* _Exercise goal_
List each line from the rows below that contains the string "truck".

[START Information supplied]

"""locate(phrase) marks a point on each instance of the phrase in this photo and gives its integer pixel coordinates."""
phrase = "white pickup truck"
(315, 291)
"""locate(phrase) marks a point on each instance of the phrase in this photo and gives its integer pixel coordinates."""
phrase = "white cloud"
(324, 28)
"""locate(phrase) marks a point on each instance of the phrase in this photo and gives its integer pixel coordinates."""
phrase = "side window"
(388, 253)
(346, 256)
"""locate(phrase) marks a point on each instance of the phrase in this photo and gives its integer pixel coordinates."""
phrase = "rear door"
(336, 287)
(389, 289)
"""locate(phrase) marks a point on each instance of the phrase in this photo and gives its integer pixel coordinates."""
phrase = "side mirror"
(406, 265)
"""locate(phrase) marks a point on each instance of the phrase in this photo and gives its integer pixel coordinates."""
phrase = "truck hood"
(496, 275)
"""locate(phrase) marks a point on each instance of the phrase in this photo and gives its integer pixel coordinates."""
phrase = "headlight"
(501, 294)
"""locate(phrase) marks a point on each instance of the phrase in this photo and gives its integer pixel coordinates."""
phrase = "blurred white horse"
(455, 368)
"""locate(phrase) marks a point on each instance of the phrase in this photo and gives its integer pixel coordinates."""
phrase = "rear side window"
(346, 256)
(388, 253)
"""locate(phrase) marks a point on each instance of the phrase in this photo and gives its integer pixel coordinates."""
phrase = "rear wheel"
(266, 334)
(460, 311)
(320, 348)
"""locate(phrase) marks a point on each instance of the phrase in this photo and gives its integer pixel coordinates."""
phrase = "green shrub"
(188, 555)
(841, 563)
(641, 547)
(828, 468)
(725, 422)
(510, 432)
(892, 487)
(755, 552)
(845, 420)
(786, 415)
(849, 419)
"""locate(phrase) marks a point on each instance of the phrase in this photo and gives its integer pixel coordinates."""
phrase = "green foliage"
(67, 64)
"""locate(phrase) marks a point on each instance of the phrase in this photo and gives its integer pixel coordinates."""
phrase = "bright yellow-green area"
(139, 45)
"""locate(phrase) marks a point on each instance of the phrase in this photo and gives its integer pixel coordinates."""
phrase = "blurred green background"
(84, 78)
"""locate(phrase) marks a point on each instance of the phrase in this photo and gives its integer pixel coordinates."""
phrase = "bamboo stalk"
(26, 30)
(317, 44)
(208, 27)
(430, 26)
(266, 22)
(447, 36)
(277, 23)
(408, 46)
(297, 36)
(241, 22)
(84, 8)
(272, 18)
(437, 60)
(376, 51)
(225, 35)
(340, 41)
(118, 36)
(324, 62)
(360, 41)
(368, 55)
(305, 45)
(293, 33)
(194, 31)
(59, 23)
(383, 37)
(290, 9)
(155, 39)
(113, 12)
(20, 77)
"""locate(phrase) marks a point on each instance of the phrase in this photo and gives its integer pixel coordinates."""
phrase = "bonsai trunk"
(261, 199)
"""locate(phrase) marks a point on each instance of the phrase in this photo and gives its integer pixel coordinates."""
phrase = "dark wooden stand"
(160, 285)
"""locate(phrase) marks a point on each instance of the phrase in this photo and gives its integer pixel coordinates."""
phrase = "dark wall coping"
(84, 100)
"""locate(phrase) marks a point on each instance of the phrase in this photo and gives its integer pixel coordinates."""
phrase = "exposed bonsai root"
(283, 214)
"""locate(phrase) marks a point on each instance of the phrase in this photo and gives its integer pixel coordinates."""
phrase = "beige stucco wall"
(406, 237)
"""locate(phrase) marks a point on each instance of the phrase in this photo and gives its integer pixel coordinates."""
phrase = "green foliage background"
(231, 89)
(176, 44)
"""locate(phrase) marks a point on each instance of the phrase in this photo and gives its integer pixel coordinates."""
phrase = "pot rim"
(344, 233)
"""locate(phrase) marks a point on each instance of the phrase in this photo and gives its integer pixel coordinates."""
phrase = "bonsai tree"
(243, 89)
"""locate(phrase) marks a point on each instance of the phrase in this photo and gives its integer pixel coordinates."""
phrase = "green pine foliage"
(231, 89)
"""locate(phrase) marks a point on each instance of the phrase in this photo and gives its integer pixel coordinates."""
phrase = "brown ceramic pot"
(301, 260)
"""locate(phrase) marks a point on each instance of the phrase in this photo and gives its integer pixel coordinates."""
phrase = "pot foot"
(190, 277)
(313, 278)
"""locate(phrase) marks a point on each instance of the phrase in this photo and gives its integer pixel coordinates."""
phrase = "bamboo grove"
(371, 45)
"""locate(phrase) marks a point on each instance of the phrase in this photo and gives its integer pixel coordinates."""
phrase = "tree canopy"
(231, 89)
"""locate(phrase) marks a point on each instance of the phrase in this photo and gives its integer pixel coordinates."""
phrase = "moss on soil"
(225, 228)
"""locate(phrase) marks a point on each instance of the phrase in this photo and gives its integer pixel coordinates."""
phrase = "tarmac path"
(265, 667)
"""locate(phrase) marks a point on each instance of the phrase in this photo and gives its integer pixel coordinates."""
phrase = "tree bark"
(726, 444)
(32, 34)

[END Information supplied]

* _Written solution_
phrase = "white pickup truck"
phrase = "truck hood"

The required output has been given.